Our second frozen embryo transfer went off without a hitch last week. I tolerated the medicines a lot better this time around, probably because my body was used to them from doing back-to-back cycles. I have been feeling a little down and having a hard time staying optimistic. I had a lot of confidence going into the first transfer and was caught off guard when the cycle didn’t work. This time feels a little bit more like going through the motions and trying not to let my heart get too attached.
We didn’t change the protocol from our first frozen transfer, and once again, the embryo thawed well and my lining was great at 9.44 five days before. Our RE gave us the choice if we wanted to transfer one or two embryos, but let us know that his recommendation was still to do a single embryo transfer. We decided to try just one again. For those keeping track, we’ll have two frozens left after this cycle.
I know many couples decide to transfer more than one embryo and I totally understand why. When you finally get so close to your dream of having children, you want to give yourself the best chance. It is also tempting for financial reasons. We thought it through but it just wasn’t the right choice for us. My clinic reports almost identical pregnancy rates from single and multiple transfers, so I couldn’t use that as justification. I’m very concerned about the risks of carrying twins, especially since I had my daughter early at 36 weeks. My RE said my early labor could have been totally random, but could also be a sign that my body doesn’t carry pregnancies to term. I’m also concerned about the risk of twins on my sanity. LOL! If this round doesn’t work, we’ll have to decide if we try both remaining embryos next time, or continue trying one by one. We have fingers and toes crossed that this time works and we’ll have two left to try for a third child down the road.
Today is 3dp6dt and I’ve been tracking my symptoms, which I’ll share either way in a follow up post. I’m a crazy POASer, so I’ll be starting that tomorrow, since 4dp6dt was when I got my first very faint positive with my daughter. Hanging in there (barely) is how I would describe the current scenario over here.

■ Extracted records:
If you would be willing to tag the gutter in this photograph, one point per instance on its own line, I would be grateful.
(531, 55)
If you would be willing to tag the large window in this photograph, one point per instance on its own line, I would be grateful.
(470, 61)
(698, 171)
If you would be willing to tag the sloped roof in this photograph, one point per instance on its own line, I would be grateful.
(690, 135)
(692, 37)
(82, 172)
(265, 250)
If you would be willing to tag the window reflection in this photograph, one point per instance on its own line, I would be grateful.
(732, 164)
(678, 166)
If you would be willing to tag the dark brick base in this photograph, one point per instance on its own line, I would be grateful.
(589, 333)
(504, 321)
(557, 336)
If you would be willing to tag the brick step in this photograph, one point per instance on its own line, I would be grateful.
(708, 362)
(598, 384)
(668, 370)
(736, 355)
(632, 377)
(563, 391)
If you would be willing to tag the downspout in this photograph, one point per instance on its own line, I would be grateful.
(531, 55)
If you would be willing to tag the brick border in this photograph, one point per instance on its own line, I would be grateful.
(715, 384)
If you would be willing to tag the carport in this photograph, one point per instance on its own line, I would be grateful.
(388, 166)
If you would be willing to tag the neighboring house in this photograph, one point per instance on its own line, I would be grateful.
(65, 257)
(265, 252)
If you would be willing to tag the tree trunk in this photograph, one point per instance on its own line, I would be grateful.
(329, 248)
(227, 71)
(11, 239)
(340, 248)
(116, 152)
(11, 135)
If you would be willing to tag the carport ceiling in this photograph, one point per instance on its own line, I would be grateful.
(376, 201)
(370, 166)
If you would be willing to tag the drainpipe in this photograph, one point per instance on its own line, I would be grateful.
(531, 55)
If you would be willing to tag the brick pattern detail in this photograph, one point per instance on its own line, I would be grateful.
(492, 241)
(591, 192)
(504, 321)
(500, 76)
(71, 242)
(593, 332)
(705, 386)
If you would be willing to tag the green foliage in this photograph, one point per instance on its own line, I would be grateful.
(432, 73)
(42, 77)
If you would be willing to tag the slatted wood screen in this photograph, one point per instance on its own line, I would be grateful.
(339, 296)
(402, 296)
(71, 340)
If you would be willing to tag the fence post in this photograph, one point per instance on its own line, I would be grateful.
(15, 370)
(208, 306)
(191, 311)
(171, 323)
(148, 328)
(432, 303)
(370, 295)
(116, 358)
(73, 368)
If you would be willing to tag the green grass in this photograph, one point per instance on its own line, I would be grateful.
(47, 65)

■ Problem: Please edit the frozen embryo transfer post between "We didn’t change" and "after this cycle.", inclusive, putting "treatment plan" wherever "protocol" appears.

■ Written response:
We didn’t change the treatment plan from our first frozen transfer, and once again, the embryo thawed well and my lining was great at 9.44 five days before. Our RE gave us the choice if we wanted to transfer one or two embryos, but let us know that his recommendation was still to do a single embryo transfer. We decided to try just one again. For those keeping track, we’ll have two frozens left after this cycle.